Position annotation records:
○ ○ ○ ○
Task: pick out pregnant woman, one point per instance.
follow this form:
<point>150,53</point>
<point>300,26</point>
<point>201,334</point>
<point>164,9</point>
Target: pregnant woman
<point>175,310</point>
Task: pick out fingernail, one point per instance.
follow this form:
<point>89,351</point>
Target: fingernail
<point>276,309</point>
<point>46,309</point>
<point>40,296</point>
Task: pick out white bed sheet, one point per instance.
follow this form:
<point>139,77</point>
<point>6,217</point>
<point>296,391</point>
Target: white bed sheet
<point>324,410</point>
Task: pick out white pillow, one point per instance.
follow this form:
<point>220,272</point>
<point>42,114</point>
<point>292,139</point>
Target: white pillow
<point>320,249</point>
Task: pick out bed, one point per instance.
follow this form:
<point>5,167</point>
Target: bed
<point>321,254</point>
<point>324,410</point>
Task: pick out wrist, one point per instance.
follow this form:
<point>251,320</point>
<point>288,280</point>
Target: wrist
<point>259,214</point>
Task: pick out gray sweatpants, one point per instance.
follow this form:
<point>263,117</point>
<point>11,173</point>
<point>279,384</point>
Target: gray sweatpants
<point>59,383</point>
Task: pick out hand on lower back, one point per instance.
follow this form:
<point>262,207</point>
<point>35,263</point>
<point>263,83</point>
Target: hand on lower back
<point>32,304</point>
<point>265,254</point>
○ ○ ○ ○
● DESCRIPTION OF THE TASK
Reproduce the items from the line with "Task: pick out white bed" to the line with "<point>259,214</point>", substituting "cushion" for every "pillow" and leaving everything else unchanged.

● EXPECTED ANSWER
Task: pick out white bed sheet, one point per instance.
follow this form:
<point>139,77</point>
<point>6,217</point>
<point>296,391</point>
Target: white bed sheet
<point>324,410</point>
Task: pick out white cushion, one point per instance.
follow this form:
<point>220,272</point>
<point>42,114</point>
<point>292,139</point>
Target: white cushion
<point>320,249</point>
Task: pick out bed, one point per instance.
follow this form:
<point>5,167</point>
Target: bed
<point>321,254</point>
<point>324,410</point>
Task: pick out wrist, one point per instance.
follow this form:
<point>251,320</point>
<point>288,280</point>
Target: wrist
<point>259,214</point>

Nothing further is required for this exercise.